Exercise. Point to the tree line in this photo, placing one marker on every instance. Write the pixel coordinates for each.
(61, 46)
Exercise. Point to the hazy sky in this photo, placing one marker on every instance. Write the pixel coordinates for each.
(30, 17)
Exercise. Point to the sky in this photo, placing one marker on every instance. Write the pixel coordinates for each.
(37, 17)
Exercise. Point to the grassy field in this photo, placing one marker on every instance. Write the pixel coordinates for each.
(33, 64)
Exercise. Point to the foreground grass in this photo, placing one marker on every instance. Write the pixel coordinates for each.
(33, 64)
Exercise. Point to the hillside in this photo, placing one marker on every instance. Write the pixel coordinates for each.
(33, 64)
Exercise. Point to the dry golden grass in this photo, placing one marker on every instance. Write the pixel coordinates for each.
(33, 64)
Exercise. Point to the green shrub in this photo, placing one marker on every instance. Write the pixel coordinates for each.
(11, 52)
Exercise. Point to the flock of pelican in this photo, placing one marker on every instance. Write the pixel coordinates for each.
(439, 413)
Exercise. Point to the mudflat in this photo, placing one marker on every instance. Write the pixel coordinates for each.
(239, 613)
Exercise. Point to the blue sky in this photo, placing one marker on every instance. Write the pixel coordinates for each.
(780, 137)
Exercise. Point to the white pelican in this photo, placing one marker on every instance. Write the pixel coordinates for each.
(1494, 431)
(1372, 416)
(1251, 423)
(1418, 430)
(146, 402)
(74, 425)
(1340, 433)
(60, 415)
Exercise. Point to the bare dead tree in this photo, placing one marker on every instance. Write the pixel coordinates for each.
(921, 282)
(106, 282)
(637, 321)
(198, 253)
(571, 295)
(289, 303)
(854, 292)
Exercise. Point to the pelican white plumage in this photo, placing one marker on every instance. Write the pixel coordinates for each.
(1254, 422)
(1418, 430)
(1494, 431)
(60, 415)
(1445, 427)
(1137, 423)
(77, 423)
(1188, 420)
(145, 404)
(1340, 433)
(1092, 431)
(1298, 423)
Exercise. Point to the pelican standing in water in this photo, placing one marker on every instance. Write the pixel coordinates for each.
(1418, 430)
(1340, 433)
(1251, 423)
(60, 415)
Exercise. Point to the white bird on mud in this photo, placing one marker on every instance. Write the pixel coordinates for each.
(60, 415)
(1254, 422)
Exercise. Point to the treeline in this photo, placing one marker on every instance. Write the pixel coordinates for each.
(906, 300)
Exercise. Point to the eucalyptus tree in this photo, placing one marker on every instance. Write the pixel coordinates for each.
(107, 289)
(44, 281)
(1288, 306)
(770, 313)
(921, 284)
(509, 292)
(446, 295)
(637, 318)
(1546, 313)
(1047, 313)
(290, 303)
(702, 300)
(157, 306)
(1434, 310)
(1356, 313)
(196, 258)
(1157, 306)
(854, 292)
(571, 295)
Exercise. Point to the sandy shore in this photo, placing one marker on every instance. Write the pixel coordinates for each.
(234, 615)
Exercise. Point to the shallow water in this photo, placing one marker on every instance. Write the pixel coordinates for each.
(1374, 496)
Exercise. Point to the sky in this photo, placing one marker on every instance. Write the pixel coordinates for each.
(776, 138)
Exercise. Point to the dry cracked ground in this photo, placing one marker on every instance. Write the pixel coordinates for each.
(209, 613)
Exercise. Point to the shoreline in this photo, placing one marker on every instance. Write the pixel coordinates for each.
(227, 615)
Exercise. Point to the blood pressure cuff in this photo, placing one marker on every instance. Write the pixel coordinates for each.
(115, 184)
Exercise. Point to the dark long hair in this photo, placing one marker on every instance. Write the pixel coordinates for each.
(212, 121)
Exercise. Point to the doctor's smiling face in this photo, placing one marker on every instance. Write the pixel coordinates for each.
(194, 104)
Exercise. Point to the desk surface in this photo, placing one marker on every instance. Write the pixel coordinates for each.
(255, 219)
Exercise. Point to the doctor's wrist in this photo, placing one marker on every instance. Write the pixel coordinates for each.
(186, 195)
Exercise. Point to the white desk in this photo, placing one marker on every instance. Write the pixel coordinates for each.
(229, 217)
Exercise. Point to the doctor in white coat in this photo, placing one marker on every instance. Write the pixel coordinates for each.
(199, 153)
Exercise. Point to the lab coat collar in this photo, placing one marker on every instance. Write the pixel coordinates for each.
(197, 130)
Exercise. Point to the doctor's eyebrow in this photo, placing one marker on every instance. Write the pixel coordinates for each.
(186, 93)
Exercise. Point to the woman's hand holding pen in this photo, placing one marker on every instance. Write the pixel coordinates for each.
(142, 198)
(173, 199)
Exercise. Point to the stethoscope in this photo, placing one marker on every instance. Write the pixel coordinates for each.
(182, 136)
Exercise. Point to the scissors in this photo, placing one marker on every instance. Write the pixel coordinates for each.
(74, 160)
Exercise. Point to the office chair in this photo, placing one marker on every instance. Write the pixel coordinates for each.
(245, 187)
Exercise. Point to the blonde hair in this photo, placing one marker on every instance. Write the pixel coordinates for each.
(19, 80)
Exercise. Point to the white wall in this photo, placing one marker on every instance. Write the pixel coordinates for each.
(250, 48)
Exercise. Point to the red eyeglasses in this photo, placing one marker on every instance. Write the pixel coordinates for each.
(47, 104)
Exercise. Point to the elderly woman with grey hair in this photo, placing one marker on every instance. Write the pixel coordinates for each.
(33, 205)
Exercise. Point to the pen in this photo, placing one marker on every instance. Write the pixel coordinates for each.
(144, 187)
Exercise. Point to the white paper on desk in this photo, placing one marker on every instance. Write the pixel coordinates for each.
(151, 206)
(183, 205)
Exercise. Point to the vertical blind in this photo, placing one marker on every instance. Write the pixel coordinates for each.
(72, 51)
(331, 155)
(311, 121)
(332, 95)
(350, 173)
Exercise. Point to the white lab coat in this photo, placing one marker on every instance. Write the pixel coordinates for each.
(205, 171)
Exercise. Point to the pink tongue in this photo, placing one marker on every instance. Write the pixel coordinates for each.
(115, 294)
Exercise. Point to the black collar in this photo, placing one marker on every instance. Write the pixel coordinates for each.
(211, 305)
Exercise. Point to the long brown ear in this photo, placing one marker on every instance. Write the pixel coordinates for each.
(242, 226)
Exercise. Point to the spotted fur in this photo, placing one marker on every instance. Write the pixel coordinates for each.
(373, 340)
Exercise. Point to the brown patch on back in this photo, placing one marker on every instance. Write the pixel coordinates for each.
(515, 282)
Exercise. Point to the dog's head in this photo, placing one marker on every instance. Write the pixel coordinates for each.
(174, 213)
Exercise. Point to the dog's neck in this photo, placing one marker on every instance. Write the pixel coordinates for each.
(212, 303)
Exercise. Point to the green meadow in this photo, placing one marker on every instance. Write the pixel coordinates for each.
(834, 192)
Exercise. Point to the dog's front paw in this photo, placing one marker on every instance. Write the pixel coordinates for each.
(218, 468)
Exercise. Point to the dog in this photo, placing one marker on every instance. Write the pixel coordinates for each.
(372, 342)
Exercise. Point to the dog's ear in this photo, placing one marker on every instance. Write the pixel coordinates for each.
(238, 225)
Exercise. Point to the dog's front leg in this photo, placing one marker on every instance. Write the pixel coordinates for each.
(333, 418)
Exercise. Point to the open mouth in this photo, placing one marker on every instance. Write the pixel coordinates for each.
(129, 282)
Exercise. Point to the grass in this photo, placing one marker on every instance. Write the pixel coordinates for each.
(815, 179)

=-=-=

■ Work required ■
Could you write out the data again, starting at the line containing "Exercise. Point to the dog's front leg" and ending at the end of the data, but switch "marker" to "pin" and leave everything else as it is?

■ Task solution ■
Exercise. Point to the dog's front leg in this photo, placing one pin on every instance. Write the pixel coordinates for each.
(333, 418)
Exercise. Point to the open mouth in this photo, placing one pin on every instance. Write the pixel coordinates for each.
(129, 282)
Exercise. Point to the grass in this photo, placing one pin on every instance. Write the pixel coordinates for each.
(815, 179)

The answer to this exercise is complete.